• [Given data]
┌──

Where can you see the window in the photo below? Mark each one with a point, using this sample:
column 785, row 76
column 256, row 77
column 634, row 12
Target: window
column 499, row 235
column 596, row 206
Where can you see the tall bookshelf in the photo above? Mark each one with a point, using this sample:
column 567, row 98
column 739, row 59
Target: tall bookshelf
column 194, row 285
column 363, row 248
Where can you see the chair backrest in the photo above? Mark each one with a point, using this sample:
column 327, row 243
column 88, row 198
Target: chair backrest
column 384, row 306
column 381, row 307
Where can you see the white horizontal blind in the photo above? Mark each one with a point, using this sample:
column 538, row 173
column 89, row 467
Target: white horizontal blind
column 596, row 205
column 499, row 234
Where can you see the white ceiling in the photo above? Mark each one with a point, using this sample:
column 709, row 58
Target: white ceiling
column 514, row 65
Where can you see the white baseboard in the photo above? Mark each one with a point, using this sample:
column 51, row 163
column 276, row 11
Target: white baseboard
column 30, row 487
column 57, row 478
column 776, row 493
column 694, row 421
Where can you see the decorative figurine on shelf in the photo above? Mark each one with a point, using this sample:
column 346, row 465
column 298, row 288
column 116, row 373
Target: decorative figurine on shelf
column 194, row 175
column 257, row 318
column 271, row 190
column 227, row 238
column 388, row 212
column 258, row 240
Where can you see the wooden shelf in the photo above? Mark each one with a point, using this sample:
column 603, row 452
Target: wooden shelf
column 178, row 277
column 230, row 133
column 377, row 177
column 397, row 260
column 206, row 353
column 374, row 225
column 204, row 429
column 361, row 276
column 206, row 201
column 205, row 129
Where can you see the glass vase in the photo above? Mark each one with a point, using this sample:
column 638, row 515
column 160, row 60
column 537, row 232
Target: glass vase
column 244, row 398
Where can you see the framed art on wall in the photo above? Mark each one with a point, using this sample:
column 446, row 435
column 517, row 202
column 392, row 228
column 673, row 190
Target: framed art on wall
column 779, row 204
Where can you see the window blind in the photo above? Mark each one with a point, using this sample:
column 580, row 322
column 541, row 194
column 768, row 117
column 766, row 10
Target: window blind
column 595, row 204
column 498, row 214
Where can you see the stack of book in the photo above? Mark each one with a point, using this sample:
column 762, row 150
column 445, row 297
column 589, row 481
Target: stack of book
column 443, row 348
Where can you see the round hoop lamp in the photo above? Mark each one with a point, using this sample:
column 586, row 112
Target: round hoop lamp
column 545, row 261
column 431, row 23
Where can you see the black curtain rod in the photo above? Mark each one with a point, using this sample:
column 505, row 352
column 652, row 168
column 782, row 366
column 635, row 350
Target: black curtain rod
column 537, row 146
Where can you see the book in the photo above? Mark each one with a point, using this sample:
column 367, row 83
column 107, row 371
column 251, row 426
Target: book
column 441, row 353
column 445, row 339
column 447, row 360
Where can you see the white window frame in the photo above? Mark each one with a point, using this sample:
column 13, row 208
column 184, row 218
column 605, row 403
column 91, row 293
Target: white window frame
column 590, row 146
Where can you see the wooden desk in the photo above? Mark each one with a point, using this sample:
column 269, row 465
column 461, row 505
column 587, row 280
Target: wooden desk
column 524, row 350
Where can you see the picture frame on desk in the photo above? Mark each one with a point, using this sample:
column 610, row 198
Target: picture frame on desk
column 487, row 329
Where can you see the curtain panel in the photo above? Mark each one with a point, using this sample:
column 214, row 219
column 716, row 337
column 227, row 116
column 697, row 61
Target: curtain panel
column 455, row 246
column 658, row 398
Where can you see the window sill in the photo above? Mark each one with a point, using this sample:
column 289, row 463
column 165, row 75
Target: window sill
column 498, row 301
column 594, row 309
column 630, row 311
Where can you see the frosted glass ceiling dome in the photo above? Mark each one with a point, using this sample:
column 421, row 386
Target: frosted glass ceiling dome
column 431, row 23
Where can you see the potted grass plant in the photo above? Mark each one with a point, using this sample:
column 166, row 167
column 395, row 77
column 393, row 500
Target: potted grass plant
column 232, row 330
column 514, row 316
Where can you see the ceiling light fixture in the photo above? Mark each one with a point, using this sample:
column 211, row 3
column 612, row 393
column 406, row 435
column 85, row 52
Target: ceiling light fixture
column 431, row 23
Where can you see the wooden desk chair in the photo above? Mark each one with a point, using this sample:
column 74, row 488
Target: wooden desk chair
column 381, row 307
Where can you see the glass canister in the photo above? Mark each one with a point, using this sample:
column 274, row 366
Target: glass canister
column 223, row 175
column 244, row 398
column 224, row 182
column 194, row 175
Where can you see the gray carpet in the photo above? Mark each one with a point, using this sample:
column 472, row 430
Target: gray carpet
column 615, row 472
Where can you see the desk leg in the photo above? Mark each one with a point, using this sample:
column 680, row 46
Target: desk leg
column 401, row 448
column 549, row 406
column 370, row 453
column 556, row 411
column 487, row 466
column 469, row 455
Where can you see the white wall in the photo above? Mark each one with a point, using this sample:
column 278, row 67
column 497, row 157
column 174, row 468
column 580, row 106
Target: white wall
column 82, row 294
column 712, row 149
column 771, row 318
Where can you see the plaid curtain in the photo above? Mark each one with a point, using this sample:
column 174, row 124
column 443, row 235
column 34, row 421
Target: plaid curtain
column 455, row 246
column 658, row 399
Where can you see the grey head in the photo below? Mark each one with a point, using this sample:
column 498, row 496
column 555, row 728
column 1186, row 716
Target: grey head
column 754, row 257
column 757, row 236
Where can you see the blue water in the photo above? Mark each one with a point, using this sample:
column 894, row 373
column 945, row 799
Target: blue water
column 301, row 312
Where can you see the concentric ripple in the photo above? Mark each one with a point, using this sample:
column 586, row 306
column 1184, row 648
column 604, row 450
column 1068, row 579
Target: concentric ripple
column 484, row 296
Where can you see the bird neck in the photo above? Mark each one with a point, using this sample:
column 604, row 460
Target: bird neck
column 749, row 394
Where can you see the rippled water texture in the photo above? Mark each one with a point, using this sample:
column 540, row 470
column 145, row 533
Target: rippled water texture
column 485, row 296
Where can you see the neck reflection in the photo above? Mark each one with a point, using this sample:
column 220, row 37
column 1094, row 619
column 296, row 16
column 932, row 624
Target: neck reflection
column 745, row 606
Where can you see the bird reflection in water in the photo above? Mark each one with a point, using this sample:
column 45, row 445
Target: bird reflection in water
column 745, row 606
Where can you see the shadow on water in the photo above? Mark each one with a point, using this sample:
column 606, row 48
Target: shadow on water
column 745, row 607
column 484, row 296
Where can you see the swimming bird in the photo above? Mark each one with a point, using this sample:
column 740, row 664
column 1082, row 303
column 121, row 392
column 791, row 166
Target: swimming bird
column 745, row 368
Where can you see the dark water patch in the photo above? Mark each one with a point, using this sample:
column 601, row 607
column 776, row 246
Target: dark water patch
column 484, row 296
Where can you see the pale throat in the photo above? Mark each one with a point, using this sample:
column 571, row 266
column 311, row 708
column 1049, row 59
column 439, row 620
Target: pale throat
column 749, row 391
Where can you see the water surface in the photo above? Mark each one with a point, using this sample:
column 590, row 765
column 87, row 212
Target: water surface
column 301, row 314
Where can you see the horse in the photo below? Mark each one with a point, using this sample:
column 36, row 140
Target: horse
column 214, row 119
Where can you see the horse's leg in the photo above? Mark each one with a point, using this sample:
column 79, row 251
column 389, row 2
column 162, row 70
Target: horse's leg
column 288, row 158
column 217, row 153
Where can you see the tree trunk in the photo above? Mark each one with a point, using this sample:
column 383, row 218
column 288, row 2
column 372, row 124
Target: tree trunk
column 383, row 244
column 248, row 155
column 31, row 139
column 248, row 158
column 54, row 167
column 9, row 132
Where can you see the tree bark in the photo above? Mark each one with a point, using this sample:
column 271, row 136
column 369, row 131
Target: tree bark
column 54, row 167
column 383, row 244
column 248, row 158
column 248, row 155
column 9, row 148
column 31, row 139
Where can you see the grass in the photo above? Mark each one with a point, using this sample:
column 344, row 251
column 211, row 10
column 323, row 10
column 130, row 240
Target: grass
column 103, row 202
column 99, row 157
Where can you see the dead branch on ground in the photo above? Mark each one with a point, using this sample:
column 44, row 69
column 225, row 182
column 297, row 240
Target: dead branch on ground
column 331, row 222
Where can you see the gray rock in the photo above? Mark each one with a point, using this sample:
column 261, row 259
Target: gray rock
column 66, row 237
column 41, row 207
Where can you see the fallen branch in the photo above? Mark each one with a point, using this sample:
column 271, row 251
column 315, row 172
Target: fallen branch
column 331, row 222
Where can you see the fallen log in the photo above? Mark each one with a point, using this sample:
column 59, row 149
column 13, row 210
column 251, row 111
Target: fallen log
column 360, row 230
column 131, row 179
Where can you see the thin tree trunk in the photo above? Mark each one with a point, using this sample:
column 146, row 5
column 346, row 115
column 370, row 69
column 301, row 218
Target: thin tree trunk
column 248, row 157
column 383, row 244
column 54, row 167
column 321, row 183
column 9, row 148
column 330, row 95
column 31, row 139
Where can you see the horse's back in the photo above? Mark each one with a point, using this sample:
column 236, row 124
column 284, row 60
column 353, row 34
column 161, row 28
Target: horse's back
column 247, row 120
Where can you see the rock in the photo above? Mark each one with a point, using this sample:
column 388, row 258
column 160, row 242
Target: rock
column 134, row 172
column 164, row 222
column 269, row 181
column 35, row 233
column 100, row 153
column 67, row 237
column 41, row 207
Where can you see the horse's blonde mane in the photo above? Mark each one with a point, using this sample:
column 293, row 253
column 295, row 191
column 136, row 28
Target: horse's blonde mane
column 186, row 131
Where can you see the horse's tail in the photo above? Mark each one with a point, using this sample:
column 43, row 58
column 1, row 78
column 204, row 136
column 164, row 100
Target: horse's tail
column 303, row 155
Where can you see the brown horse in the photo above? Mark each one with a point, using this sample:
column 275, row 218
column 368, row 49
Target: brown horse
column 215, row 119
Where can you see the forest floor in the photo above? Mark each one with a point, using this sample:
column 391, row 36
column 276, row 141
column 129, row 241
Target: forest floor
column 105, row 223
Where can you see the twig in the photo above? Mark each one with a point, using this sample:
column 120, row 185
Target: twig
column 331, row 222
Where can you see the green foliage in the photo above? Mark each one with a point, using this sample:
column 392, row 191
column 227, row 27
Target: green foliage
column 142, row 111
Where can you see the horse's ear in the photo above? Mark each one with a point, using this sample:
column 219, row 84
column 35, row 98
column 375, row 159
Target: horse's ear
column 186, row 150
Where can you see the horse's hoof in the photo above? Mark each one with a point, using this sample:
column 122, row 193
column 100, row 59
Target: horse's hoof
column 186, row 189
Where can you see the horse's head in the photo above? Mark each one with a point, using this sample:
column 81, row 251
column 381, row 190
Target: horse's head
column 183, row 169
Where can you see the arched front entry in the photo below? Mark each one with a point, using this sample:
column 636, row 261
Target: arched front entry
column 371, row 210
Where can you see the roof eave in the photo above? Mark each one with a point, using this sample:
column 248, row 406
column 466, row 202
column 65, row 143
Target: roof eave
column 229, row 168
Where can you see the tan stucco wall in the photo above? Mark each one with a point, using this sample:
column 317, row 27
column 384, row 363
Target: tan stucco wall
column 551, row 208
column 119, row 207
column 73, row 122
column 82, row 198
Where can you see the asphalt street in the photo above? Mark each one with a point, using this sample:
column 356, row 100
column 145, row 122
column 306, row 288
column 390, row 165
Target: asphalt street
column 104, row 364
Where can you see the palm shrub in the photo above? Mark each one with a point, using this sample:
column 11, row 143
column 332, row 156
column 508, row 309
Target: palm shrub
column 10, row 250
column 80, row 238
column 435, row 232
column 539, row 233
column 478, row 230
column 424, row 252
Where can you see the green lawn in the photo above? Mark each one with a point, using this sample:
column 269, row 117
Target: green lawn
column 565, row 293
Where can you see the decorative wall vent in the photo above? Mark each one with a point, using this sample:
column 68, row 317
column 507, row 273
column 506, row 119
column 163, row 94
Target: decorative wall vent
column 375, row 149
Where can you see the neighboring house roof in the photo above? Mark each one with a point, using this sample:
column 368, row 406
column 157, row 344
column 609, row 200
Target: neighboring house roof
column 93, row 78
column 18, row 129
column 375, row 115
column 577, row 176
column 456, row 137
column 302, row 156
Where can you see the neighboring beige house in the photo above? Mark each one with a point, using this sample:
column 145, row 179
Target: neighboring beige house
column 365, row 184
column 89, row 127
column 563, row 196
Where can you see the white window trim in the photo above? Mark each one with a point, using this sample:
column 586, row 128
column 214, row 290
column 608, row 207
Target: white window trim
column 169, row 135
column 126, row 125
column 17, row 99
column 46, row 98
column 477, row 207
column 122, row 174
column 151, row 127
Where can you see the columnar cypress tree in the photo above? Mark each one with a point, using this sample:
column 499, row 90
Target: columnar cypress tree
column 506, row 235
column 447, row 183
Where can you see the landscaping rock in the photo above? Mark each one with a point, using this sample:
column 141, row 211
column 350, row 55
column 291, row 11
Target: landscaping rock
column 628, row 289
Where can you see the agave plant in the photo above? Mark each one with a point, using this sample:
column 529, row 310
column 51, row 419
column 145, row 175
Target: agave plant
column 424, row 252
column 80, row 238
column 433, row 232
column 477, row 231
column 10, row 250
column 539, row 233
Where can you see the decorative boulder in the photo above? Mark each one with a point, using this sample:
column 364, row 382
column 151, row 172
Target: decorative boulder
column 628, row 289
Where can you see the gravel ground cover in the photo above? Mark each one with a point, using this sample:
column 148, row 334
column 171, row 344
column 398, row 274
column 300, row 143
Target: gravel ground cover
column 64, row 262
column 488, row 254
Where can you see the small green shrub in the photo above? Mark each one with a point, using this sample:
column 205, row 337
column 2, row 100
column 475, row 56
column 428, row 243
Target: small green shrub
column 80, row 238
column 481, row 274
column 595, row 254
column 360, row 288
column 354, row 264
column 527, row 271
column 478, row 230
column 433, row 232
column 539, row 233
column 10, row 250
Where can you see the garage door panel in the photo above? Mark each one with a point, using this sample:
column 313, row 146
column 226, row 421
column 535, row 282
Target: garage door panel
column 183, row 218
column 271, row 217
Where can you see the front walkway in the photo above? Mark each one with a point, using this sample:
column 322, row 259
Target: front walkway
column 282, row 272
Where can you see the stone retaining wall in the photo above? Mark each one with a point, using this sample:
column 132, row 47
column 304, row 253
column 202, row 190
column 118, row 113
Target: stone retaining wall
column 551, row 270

└──

Would you copy out every line in the records that includes the string "below"?

• [Exercise response]
Where can you see the window in the photo below? Mark each one with a point, using this sample:
Where can you see the grey head in the photo below? Mark each one with a point, using this sample:
Where can you see the horse in the photo below? Mark each one with a point, using this sample:
Where can you see the arched front entry in the photo below? Mark each one with a point, using this sample:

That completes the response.